- _Task material_:
########################################

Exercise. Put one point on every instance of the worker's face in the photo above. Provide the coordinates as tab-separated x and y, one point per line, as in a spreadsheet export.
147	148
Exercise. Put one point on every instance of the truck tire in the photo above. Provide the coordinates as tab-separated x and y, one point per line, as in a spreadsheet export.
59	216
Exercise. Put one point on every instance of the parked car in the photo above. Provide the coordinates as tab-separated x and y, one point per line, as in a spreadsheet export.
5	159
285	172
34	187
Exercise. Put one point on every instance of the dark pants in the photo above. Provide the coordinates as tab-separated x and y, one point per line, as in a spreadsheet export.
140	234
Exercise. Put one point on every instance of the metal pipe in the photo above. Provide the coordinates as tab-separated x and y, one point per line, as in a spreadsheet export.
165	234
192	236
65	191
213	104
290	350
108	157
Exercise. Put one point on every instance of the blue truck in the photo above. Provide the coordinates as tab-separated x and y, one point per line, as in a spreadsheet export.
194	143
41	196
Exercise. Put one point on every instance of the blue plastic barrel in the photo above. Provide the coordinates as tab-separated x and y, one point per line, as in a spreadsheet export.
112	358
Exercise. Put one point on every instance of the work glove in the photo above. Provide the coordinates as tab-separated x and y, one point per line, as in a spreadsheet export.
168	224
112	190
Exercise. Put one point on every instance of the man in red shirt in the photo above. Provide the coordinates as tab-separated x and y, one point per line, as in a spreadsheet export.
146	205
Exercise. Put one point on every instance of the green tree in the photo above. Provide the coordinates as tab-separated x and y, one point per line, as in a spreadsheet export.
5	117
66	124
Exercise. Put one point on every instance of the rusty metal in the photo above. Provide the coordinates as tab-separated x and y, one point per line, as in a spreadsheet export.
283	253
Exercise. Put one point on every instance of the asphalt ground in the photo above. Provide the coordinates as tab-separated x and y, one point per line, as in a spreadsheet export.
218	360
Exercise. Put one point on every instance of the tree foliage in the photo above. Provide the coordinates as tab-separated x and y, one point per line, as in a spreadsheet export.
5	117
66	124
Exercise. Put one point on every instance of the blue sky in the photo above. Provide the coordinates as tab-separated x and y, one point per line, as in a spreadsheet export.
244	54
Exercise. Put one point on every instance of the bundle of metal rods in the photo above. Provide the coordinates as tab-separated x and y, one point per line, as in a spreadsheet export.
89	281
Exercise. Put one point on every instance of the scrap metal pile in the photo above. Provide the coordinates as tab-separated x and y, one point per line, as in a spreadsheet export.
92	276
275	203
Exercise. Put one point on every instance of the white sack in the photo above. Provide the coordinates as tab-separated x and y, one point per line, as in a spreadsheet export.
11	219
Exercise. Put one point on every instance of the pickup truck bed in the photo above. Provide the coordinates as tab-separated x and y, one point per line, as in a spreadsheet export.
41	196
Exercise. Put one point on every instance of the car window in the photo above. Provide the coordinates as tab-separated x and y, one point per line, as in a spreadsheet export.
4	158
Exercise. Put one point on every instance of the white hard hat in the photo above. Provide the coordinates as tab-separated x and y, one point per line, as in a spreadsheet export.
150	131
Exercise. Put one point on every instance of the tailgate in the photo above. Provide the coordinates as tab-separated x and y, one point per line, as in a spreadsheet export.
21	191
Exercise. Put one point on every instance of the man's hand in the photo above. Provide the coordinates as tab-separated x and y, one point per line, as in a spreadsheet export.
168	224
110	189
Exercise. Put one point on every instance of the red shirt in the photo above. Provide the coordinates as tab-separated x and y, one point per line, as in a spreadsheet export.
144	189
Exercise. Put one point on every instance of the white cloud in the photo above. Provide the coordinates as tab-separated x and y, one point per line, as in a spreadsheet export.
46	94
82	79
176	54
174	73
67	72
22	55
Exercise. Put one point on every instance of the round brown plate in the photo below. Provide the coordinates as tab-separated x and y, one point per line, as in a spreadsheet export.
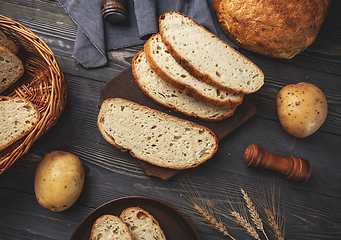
173	223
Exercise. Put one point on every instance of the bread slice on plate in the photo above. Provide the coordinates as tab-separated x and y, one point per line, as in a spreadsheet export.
155	137
165	94
8	42
162	62
142	224
11	68
110	227
18	117
207	57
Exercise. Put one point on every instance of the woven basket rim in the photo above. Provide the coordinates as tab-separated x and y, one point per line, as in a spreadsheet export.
43	84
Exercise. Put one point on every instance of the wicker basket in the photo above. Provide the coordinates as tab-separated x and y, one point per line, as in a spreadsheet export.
43	84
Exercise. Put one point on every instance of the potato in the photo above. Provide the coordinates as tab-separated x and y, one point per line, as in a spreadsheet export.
301	108
59	180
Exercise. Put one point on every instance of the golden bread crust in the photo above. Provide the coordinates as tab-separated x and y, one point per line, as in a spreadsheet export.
272	28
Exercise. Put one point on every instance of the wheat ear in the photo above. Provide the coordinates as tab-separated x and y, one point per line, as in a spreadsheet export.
246	225
218	225
254	213
273	224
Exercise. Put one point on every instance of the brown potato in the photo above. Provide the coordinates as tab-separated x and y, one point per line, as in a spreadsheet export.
301	108
59	180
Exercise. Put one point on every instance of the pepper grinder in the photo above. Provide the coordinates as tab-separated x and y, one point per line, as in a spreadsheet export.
292	168
114	11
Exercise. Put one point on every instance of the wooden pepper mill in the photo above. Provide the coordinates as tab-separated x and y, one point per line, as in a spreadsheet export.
292	168
114	11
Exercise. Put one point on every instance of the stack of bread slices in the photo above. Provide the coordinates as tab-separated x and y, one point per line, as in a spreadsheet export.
187	69
133	223
190	70
18	116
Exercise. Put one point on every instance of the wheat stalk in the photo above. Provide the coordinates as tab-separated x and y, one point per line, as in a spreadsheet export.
270	213
246	225
254	213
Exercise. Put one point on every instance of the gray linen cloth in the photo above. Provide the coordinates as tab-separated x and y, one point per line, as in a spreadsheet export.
95	37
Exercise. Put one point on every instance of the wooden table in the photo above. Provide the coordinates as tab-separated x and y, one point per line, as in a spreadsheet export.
312	210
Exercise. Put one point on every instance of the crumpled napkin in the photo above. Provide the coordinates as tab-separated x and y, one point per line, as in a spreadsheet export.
95	37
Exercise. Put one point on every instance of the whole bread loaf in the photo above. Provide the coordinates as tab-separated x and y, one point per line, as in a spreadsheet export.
142	224
272	28
165	66
18	116
155	137
166	95
8	42
11	68
207	57
110	227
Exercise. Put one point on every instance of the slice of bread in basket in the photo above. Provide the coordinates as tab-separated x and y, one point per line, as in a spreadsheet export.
142	224
8	42
11	68
110	227
18	116
155	137
166	95
162	62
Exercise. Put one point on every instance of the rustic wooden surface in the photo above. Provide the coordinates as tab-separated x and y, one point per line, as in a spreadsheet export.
312	210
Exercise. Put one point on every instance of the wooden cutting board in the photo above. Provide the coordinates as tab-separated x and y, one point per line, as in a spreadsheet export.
124	86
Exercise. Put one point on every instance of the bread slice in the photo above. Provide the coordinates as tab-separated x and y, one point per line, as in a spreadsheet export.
207	57
154	136
11	68
142	224
18	116
110	227
165	66
8	42
165	94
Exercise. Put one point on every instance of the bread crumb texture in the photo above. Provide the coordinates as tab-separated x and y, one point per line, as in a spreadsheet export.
110	227
209	56
160	58
142	225
17	116
155	137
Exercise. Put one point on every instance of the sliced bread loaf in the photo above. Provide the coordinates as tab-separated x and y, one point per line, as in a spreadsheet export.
162	62
154	136
11	68
8	42
142	224
165	94
18	116
207	57
110	227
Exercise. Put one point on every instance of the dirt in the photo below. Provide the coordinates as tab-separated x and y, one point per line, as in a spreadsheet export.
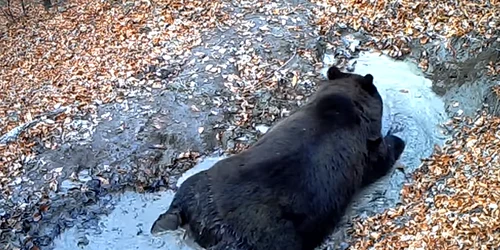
147	141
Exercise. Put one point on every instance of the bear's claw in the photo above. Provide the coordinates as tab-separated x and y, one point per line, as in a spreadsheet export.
166	222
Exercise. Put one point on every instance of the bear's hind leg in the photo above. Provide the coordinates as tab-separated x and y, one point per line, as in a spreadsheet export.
168	221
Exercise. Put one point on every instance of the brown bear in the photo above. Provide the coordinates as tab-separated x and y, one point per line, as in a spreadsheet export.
289	190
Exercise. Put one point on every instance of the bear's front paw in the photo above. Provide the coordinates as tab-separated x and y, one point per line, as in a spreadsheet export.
395	145
166	222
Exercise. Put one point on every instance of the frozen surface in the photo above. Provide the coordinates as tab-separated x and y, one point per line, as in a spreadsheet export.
409	105
127	227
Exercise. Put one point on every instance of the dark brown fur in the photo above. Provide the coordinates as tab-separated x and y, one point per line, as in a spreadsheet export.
290	189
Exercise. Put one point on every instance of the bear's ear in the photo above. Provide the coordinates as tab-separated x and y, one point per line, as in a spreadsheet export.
339	109
374	143
368	78
367	84
334	73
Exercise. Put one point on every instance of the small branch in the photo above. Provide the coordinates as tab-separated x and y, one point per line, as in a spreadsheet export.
14	134
281	67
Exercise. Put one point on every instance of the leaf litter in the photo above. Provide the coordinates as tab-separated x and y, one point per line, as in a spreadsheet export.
97	52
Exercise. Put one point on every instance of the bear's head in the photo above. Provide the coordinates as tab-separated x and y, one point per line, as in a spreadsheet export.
344	94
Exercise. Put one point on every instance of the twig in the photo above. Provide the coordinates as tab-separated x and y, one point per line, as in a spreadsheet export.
281	67
14	134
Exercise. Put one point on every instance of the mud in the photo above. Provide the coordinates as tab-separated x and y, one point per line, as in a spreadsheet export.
145	143
410	107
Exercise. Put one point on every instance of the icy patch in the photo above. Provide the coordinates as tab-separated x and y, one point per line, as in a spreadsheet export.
203	165
127	227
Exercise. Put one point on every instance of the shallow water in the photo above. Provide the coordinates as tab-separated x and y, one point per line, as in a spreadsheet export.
409	105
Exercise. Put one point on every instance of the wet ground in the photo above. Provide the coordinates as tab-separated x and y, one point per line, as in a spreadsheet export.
147	142
410	106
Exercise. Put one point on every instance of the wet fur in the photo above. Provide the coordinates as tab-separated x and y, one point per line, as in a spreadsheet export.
291	188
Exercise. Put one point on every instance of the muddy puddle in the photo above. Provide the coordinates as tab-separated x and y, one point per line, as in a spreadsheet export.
410	107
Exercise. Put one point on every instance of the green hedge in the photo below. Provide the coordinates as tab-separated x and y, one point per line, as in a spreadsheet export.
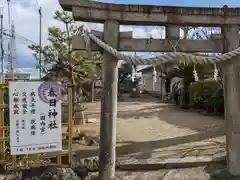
208	95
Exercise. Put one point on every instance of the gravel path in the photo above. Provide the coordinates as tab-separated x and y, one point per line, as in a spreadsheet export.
152	132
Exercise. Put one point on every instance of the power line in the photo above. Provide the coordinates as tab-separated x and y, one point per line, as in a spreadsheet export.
18	36
37	3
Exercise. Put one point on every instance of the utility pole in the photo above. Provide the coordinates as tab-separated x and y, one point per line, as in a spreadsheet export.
13	49
40	42
1	41
9	42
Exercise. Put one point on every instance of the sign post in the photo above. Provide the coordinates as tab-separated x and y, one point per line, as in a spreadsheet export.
35	117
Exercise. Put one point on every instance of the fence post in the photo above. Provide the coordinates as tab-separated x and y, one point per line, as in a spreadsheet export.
2	131
231	77
70	124
107	153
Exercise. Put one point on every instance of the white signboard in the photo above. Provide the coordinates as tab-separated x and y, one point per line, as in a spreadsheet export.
35	117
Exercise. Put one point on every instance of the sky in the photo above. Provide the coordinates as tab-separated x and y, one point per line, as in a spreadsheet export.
24	14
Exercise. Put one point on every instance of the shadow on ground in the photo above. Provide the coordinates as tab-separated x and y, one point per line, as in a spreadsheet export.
135	147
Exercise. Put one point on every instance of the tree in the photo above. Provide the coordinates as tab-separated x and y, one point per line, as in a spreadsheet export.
60	62
184	70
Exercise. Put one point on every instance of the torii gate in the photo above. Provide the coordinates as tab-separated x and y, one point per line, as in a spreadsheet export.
112	15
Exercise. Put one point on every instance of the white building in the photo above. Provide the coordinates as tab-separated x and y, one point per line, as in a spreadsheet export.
158	87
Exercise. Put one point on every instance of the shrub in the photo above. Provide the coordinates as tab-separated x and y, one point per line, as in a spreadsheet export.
208	95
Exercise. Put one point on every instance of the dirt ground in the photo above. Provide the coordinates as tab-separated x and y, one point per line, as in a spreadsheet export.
150	132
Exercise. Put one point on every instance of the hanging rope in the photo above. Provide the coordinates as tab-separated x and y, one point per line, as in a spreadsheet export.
162	59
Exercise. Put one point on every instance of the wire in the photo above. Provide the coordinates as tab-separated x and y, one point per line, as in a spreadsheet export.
18	36
37	3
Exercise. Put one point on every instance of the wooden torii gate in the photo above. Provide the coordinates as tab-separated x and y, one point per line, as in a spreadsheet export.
112	15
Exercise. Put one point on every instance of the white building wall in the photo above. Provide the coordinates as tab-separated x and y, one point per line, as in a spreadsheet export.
148	85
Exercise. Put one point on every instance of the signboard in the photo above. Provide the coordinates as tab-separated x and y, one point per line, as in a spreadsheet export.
35	117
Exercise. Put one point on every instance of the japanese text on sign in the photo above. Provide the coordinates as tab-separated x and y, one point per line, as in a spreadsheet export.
35	117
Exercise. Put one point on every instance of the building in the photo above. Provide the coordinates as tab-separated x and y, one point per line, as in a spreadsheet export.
157	87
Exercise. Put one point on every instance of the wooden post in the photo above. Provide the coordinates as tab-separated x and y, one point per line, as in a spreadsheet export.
107	154
231	70
70	124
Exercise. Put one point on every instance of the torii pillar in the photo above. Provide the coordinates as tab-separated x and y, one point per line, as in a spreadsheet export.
231	71
107	155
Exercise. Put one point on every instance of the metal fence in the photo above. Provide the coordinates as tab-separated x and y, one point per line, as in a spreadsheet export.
26	161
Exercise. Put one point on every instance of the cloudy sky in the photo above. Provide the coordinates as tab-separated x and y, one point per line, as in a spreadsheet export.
24	14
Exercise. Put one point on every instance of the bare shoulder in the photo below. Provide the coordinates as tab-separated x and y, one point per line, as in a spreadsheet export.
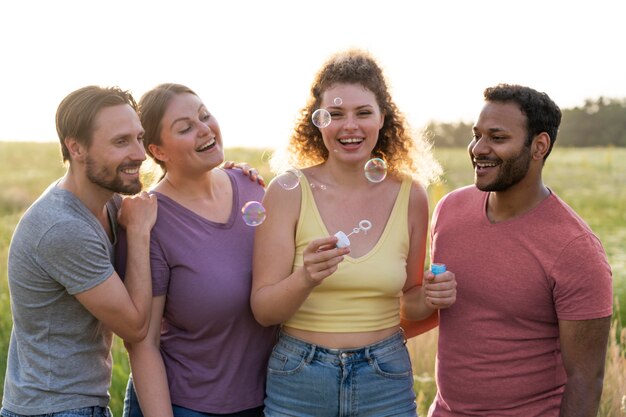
418	197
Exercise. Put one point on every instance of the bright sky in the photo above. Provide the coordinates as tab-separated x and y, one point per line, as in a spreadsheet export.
252	61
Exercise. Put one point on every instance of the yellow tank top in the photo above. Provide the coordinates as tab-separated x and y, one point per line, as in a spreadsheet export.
364	293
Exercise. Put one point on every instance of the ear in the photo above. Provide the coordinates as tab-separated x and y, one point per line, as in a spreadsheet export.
157	152
540	146
76	150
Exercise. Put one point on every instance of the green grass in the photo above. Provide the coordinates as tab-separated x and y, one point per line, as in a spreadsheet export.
592	181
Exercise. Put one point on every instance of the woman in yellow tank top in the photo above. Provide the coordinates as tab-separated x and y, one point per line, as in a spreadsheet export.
341	350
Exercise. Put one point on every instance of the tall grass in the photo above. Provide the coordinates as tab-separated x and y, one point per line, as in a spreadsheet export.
590	180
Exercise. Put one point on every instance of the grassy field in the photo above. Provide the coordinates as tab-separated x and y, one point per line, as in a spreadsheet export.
592	181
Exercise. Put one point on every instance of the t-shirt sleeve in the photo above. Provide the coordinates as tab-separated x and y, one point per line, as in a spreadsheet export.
583	287
74	255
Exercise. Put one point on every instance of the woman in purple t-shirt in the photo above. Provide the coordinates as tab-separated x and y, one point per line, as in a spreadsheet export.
204	354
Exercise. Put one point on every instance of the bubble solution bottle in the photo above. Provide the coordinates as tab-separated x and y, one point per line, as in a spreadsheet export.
438	268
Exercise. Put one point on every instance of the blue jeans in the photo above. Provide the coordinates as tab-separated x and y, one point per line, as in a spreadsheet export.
132	409
307	380
76	412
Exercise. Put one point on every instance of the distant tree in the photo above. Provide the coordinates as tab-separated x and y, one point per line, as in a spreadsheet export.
600	122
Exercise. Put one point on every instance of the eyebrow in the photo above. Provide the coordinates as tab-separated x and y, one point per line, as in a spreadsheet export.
491	129
358	107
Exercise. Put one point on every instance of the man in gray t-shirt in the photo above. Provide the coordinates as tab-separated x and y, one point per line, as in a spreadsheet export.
66	298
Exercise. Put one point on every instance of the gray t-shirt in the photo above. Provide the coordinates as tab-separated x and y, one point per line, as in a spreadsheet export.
59	354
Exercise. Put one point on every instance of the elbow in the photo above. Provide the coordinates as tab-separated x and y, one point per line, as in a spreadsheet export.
135	334
263	316
265	321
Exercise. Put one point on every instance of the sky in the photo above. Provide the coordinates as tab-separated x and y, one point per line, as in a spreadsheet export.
252	62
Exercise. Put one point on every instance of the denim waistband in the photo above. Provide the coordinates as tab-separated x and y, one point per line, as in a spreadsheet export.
310	351
93	411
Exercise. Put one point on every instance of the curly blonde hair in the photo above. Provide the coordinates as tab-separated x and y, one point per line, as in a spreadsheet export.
406	154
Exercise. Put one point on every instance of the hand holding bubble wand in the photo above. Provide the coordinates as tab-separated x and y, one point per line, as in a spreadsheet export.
342	238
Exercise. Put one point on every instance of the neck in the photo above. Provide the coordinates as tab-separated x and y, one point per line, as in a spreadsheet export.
347	175
190	187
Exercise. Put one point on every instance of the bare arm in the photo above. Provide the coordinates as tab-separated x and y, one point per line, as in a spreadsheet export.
424	293
124	307
583	349
277	293
148	369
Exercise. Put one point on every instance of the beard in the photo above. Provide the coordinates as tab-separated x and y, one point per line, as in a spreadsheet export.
511	172
103	177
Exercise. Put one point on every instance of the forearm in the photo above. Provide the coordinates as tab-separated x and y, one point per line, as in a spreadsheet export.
138	279
277	303
150	380
582	396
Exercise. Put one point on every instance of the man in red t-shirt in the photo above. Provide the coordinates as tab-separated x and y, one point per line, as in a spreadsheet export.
528	333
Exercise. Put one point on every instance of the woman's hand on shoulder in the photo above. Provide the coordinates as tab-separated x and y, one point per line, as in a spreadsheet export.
246	169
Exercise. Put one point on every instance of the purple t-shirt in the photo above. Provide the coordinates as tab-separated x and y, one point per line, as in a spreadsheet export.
499	351
214	351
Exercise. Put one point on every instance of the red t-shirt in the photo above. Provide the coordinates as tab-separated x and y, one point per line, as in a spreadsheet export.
499	350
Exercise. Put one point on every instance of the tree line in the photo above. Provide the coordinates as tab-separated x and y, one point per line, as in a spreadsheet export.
600	122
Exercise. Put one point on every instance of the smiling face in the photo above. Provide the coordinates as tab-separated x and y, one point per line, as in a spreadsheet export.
190	136
498	150
116	151
356	121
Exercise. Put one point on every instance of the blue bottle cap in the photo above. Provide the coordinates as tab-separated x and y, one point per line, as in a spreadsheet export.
438	268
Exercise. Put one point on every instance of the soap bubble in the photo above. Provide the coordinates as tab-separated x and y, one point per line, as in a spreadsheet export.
253	213
321	118
375	170
289	179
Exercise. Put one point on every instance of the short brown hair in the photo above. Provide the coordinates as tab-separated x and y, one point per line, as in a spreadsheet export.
77	112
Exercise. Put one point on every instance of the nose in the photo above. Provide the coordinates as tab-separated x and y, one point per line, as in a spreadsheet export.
477	147
351	122
138	151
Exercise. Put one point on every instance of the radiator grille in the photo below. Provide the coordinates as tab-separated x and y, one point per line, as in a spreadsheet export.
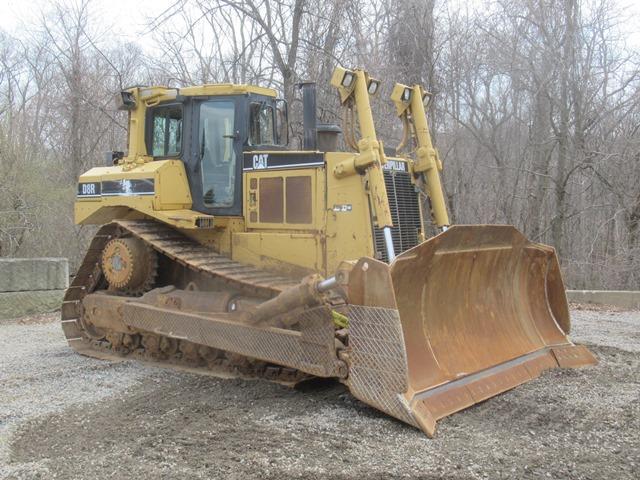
405	213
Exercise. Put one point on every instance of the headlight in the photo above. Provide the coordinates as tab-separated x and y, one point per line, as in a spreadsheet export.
373	86
348	78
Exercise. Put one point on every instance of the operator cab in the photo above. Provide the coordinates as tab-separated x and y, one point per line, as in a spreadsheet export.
209	133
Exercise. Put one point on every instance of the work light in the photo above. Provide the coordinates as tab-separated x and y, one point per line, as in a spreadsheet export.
373	86
348	78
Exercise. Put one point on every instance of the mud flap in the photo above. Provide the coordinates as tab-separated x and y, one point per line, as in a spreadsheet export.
456	320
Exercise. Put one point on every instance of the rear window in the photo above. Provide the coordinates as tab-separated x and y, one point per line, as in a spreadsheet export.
166	137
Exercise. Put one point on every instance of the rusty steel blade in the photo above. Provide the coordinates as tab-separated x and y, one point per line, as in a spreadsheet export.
480	309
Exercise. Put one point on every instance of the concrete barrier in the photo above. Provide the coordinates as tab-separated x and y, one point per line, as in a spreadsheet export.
618	298
32	285
27	274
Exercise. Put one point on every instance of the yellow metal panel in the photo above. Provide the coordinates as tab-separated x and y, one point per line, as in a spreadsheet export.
226	89
252	203
349	228
171	193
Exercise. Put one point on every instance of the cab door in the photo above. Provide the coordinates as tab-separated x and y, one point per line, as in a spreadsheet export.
216	151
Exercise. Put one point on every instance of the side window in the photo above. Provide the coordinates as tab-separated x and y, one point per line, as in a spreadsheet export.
261	124
217	153
166	137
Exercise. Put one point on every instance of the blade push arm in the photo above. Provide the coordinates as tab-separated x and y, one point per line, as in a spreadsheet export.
409	103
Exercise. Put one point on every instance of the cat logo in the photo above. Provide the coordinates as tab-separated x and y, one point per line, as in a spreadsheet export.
260	161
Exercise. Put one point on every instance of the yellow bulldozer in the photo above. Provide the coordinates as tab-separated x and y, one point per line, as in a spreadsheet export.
220	249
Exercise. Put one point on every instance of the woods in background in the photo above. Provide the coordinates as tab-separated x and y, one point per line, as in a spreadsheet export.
536	111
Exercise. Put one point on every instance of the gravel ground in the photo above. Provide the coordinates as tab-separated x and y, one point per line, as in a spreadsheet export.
66	416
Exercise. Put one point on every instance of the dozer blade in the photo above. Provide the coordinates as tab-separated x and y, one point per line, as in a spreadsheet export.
458	319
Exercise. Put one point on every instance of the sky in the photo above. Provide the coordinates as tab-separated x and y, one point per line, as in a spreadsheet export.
129	18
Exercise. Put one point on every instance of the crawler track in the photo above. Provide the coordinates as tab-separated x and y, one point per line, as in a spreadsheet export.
201	262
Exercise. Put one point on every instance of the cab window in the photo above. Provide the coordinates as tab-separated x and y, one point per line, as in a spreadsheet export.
166	137
217	153
261	124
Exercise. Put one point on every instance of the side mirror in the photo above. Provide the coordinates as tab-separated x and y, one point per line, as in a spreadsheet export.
282	122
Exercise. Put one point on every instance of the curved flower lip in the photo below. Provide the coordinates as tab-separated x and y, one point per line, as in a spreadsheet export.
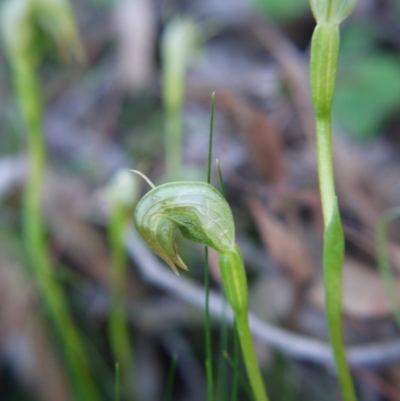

########################################

- _Exercise directions_: Find every line in the records above that contains the word "slices", and copy each one out in full. The match is case-sensitive.

- _Written solution_:
Exercise. Put one point on every instance of the stack of bread slices in the photo above. Provide the coordinates as tab-separated x and y, one point per line, as in a spreadsheet export.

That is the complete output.